» EXTRACT PROVIDED:
::::::::

Saudis Push Young People, Including Women, Into Jobs

Saudis Push Young People, Including Women, Into Jobs

RIYADH, Saudi Arabia—With eyes darting over racks of sales items, 28-year-old Haya Murzouq worked the counter at her new job at one of Riyadh's busier lingerie boutiques in December.
With one hand, she checked a tag for a female customer. With the other, the Saudi woman hoisted the trailing end of her black head scarf over her face, draping it for modesty as she spotted male customers.
Few mall shoppers gave the shop a second glance, and a passing patrol of Saudi religious police didn't bother to stop in, but Ms. Murzouq and her co-workers, all of whom are Saudi women, are doing things long unseen in the capital and much of the rest of the kingdom: staking out sales racks and scrubbing shop floors for all to see. They stand among the vanguard in three Saudi government initiatives to nudge young Saudis, male and female, into a national labor market distorted for decades by reliance on inexpensive foreign workers.
saudijobs
Agence France-Presse / Getty Images
Saudi women, above, shopped—and worked behind the counter—at a lingerie boutique in the Red Sea port city of Jeddah this month
"People are thinking the Saudi woman is lazy," said Ms. Murzouq, who holds a bachelor's degree in mathematics, but says it is business that suits her. In her new position, she earns 3,500 riyals ($933) a month—about 1,000 riyals more than the non-Saudi man who had her job before, she said. "All the world, they will see that Saudi women love to work."

::::::::

» RECORDS SUPPLIED:
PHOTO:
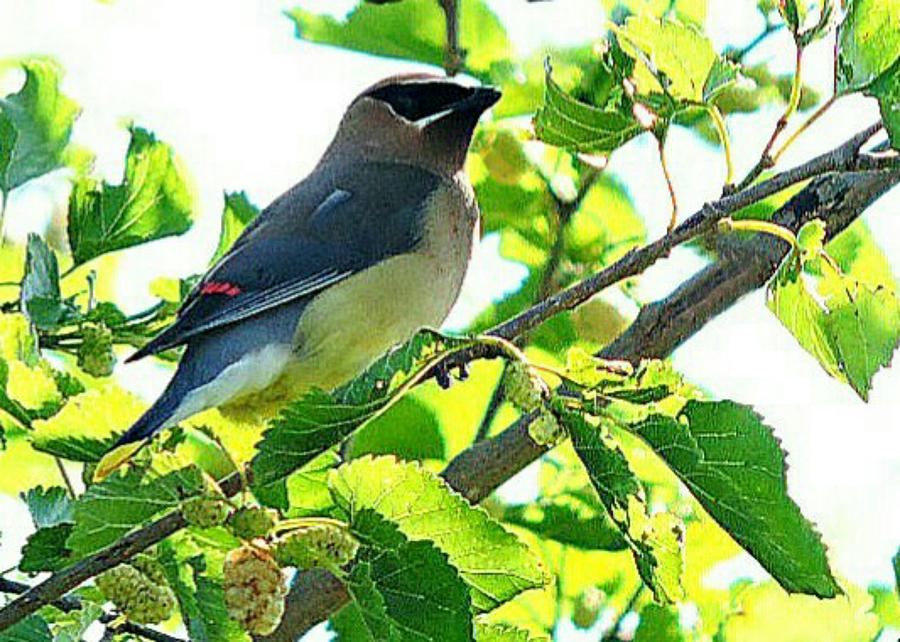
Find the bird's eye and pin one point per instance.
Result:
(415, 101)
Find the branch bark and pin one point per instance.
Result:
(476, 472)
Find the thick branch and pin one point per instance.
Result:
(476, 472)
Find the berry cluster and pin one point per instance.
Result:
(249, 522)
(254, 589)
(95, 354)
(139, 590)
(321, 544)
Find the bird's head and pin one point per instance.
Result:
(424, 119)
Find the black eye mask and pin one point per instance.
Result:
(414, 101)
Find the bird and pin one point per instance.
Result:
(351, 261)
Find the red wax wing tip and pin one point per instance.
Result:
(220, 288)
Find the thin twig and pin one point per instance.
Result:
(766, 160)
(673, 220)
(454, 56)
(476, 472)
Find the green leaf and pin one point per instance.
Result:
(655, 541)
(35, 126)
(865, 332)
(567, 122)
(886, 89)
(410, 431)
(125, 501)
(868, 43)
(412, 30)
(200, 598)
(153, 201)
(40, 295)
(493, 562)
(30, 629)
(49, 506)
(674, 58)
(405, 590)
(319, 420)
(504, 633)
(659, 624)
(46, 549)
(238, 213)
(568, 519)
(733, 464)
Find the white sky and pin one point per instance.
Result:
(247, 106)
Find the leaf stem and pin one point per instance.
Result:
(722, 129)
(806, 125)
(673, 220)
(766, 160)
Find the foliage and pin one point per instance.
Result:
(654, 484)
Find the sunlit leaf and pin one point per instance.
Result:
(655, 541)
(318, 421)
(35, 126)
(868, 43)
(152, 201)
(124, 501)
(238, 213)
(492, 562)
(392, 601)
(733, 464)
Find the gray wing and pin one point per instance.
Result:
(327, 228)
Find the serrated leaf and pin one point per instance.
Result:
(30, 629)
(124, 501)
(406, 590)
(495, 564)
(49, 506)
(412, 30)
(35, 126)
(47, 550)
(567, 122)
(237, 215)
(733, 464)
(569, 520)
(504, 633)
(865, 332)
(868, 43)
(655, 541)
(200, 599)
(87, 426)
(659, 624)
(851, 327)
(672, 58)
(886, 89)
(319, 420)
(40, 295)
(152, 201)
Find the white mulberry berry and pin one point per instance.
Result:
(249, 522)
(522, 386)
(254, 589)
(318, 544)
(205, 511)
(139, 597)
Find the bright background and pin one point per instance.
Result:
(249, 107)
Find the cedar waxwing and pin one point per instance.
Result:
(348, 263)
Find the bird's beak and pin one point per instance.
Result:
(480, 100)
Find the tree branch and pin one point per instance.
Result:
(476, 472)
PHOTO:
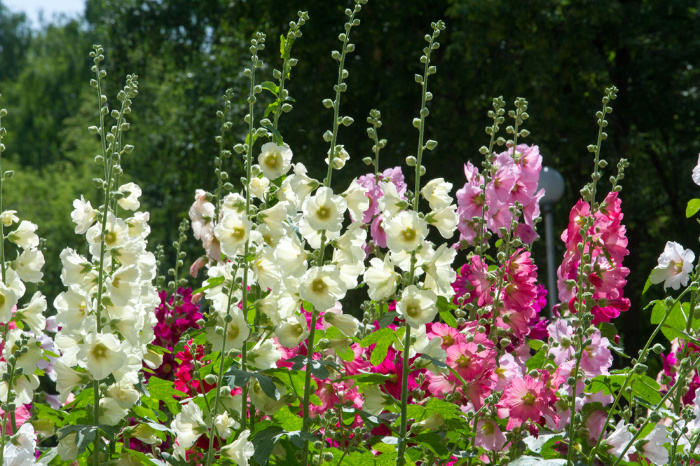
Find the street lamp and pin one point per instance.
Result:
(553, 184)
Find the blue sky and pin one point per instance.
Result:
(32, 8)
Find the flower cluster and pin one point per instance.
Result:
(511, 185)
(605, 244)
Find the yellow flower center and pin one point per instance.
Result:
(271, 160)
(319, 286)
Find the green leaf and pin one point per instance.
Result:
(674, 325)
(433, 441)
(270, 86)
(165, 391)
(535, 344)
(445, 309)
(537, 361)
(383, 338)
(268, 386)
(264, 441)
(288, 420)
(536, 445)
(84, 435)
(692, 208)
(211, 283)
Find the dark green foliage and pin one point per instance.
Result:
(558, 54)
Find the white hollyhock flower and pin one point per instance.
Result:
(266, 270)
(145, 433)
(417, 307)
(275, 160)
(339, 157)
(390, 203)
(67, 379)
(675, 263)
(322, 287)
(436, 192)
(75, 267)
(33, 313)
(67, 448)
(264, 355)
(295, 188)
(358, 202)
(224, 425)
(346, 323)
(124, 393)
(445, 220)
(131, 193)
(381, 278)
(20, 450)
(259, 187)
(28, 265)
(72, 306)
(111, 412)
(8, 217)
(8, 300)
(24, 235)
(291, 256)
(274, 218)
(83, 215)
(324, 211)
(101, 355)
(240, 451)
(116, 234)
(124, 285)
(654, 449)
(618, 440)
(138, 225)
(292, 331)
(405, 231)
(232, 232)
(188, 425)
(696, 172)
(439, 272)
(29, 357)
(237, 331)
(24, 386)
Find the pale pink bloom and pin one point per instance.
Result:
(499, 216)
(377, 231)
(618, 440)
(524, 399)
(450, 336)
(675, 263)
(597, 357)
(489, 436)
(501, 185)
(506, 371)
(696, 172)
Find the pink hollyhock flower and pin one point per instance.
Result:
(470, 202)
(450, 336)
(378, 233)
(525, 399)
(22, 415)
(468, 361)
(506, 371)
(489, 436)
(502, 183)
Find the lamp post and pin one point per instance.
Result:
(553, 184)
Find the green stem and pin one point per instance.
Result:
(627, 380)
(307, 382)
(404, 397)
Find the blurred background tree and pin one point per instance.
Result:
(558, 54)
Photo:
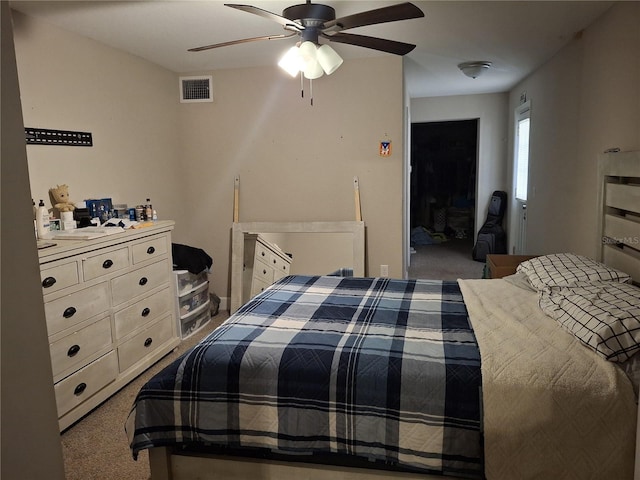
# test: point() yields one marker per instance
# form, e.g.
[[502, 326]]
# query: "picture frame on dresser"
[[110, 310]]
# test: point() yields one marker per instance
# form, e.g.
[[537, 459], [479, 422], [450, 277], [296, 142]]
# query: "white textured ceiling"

::::::::

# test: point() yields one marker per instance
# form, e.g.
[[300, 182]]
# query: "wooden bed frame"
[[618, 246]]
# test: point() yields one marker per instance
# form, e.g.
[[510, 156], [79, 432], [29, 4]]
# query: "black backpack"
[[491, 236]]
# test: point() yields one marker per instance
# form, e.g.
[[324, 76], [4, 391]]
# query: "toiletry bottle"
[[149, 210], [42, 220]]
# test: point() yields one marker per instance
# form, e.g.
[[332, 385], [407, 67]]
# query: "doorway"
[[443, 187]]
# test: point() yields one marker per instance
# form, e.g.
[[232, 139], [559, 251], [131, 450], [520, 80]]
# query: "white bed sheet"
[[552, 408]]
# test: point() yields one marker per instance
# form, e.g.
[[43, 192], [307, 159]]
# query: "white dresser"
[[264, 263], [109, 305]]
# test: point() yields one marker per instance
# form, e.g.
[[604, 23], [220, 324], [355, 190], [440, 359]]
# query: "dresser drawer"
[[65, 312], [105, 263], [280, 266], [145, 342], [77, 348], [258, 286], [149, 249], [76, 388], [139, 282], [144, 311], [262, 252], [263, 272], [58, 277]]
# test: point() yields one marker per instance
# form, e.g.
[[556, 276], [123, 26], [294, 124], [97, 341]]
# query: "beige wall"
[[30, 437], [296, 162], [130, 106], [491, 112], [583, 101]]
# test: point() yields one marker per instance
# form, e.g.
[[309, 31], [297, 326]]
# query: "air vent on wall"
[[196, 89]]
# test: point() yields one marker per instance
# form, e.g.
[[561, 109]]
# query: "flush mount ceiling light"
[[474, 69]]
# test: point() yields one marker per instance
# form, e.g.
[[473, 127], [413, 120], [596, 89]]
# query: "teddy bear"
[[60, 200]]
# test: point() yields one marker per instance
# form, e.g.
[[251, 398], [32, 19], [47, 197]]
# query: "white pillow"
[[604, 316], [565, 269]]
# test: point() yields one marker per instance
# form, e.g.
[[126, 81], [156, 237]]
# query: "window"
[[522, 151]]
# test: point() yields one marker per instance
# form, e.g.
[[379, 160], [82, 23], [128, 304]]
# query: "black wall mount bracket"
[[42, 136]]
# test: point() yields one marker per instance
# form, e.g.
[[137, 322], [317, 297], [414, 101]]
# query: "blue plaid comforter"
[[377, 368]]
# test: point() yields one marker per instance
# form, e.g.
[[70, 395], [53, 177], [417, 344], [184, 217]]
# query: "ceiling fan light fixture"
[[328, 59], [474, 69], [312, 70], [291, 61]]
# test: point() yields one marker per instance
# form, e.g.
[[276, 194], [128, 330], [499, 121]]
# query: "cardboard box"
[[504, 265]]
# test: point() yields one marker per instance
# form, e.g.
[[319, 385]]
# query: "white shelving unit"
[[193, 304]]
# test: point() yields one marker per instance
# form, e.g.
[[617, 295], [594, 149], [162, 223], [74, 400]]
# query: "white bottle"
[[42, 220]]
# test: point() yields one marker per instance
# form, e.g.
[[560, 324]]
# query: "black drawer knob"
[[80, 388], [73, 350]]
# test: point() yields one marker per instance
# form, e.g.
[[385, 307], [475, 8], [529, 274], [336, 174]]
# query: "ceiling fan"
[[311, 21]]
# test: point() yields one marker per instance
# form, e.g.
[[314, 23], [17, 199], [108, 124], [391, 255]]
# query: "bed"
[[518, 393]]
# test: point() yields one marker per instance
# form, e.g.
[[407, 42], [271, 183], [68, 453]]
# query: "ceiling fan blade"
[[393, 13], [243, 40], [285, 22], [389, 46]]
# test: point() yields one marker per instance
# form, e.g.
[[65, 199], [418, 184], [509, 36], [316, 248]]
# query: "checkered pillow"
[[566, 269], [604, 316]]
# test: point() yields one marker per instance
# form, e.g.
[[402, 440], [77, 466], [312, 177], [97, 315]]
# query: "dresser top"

::::::::

» EXERCISE SET:
• A. In the article on Saudi jobs, can you set down word for word the stretch from "With one hand, she" through "inexpensive foreign workers."?
• B. Which place names appear in the article on Saudi jobs? List each one once.

» OUTPUTS IN ORDER:
• A.
With one hand, she checked a tag for a female customer. With the other, the Saudi woman hoisted the trailing end of her black head scarf over her face, draping it for modesty as she spotted male customers.
Few mall shoppers gave the shop a second glance, and a passing patrol of Saudi religious police didn't bother to stop in, but Ms. Murzouq and her co-workers, all of whom are Saudi women, are doing things long unseen in the capital and much of the rest of the kingdom: staking out sales racks and scrubbing shop floors for all to see. They stand among the vanguard in three Saudi government initiatives to nudge young Saudis, male and female, into a national labor market distorted for decades by reliance on inexpensive foreign workers.

• B.
- Riyadh
- Saudi Arabia
- Red Sea
- Jeddah